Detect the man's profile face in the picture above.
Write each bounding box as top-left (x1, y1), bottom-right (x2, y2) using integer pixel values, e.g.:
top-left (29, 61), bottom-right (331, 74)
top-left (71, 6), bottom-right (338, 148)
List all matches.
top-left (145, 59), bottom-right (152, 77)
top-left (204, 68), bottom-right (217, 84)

# # # #

◆ **What the exercise asks**: Rewrite every line of the entries above, shifting each coordinate in the bounding box answers by -145. Leave all other lines as they are, including the sample coordinates.

◆ **Result of this exercise**:
Detect the man's profile face in the picture above.
Write each bounding box as top-left (x1, y1), bottom-right (x2, y2) using integer pixel values, e.g.:
top-left (29, 61), bottom-right (331, 74)
top-left (71, 6), bottom-right (338, 148)
List all matches.
top-left (0, -86), bottom-right (7, -68)
top-left (59, -77), bottom-right (72, -61)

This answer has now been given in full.